◆ Document segment ◆
++++++++++++++++++++

Someone has to opppose
2008-07-24 12:08:15
I think that your article has some good points about media hyperbolization of different events, especially in a 'dry season'. However, i do not agree that Karadzic shouldn't compare to Osama or Saddam. Just because he did not have as much power as them doesn't make him a less of criminal than they are. he had so little power (compared to Saddam for instance) and killed so many innocent people! Imagine if he would have more power, he would wiped whole ex YU.

do not agree
2008-07-24 13:26:41
I just see that you do not understand what people suffered here. He was/is like those two "the most wanted" but you just can not see it.

++++++++++++++++++++

◆ Extracted material ◆
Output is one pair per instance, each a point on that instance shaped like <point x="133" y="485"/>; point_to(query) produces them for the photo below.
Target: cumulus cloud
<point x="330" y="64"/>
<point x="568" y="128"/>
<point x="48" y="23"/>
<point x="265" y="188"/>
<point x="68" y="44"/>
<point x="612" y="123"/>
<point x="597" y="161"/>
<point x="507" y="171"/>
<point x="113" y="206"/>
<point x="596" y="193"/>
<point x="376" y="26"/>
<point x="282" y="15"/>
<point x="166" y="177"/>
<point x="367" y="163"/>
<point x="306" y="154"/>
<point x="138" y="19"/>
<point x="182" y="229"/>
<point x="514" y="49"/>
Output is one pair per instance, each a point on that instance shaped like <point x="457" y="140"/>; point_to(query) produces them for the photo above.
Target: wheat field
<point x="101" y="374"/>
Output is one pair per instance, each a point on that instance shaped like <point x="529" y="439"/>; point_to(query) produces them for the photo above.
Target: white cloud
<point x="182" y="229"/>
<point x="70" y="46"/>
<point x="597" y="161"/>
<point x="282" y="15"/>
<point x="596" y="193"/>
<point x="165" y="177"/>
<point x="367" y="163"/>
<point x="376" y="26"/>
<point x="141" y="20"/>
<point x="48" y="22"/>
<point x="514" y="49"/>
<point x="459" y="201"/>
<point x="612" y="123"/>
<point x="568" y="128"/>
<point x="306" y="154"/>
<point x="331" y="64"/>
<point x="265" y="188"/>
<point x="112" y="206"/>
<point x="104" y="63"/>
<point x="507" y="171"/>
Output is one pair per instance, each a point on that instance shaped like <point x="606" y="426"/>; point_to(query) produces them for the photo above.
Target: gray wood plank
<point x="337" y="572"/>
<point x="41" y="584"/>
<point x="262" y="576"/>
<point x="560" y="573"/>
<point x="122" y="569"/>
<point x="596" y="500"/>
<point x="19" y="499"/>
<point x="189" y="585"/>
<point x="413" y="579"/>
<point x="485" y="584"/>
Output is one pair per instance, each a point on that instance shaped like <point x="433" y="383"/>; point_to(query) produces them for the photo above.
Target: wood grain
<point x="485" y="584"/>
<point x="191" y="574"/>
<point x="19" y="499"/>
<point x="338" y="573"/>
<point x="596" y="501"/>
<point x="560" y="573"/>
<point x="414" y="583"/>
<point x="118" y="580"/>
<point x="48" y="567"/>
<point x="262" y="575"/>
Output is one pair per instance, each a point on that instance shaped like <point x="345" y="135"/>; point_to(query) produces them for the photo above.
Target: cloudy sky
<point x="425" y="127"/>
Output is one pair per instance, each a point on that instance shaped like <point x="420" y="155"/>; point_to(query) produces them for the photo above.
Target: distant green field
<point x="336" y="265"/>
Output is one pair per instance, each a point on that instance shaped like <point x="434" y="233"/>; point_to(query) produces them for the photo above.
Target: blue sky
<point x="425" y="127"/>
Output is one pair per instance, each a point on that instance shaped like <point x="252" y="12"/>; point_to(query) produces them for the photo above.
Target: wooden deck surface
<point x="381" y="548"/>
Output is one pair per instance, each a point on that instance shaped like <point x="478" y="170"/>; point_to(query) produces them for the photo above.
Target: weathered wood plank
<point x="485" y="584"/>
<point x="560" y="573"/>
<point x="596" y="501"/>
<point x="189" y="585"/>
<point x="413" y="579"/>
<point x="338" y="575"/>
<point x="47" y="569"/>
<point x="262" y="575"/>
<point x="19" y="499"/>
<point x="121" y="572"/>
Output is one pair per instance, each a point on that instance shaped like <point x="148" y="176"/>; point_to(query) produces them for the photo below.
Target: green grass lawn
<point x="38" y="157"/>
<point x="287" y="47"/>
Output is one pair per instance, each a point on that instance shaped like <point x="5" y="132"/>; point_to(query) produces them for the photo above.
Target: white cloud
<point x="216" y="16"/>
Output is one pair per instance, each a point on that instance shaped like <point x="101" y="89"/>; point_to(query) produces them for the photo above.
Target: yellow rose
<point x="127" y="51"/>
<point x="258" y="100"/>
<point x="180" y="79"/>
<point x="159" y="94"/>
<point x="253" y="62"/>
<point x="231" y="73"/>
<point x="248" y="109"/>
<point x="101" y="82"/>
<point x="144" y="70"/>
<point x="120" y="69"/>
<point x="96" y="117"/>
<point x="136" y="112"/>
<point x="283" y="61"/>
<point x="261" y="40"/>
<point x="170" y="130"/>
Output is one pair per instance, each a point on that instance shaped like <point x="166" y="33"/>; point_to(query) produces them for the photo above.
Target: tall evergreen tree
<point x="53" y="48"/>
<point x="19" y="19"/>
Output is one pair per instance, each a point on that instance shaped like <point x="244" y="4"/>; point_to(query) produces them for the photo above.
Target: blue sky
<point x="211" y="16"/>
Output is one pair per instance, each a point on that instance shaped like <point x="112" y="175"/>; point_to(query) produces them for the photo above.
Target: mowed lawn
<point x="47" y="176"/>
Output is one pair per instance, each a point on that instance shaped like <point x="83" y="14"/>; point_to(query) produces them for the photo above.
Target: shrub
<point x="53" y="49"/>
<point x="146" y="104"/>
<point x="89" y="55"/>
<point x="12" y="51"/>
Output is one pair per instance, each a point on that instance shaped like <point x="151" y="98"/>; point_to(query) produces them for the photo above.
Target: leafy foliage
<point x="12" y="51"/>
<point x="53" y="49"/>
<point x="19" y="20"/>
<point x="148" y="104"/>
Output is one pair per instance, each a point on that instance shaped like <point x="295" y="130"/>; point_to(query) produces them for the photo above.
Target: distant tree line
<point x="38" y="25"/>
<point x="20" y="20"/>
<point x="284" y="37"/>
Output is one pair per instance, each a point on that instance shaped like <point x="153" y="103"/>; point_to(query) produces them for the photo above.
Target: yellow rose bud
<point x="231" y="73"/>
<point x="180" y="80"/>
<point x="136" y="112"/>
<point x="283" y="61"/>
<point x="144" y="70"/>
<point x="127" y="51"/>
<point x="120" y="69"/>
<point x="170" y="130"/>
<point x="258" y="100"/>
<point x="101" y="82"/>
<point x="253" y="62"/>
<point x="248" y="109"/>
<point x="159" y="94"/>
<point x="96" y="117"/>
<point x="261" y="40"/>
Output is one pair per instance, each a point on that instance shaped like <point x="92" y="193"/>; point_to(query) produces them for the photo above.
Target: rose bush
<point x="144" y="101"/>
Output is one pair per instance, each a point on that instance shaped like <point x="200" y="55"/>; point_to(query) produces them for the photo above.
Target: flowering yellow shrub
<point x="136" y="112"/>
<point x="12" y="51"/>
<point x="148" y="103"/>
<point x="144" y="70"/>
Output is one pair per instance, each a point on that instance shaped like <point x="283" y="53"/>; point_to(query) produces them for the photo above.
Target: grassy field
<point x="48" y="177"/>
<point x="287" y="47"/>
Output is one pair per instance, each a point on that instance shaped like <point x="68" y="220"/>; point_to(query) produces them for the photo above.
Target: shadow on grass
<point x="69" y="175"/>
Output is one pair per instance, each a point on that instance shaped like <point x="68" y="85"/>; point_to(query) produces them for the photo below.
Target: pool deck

++++++++++++++++++++

◆ The tasks ◆
[1] List every person mentioned by name in the reader comments on Karadzic.
[2] Pick up the reader comments on Karadzic after their final sentence and carry them on.

◆ Final answers ◆
[1] Karadzic, Osama, Saddam

[2]
Reporting on Karadzic
2008-07-24 19:55:34
Yes, in the grand scheme of things it may seem laughable that they are giving him such a spotlight, however, he too stands on the shoulders of ugly giants. The crimes that he insipired happened in Europe, a place that after seeing the atrocities of WWII grew to believe in: "Never again!" There were crimes under communism in half of Europe and from all sides during the Balkans' Wars, but never there was a line of people waiting to be exterminated, methodically, in a compact period of time. Srebrenica stands aside. Neither Saddam nor Bin Laden have ever managed to implement a Srebrenica-style massacre. Yes, Hitler's extermination of the Jews in concentration camps is the closest one. Furthermore, the victims of small nations should count too and may eventually deserve a couple of minutes in the evening news, at least once after their lifetime. Even at the price of insulting your high expectations for the British TV. Symbolism is also a reason to drive a news at the top of a news program or at the cover of a newspaper. Karadzic capture has symbolic values and they grow also in the light of the efforts to make Sudan's president face the international justice.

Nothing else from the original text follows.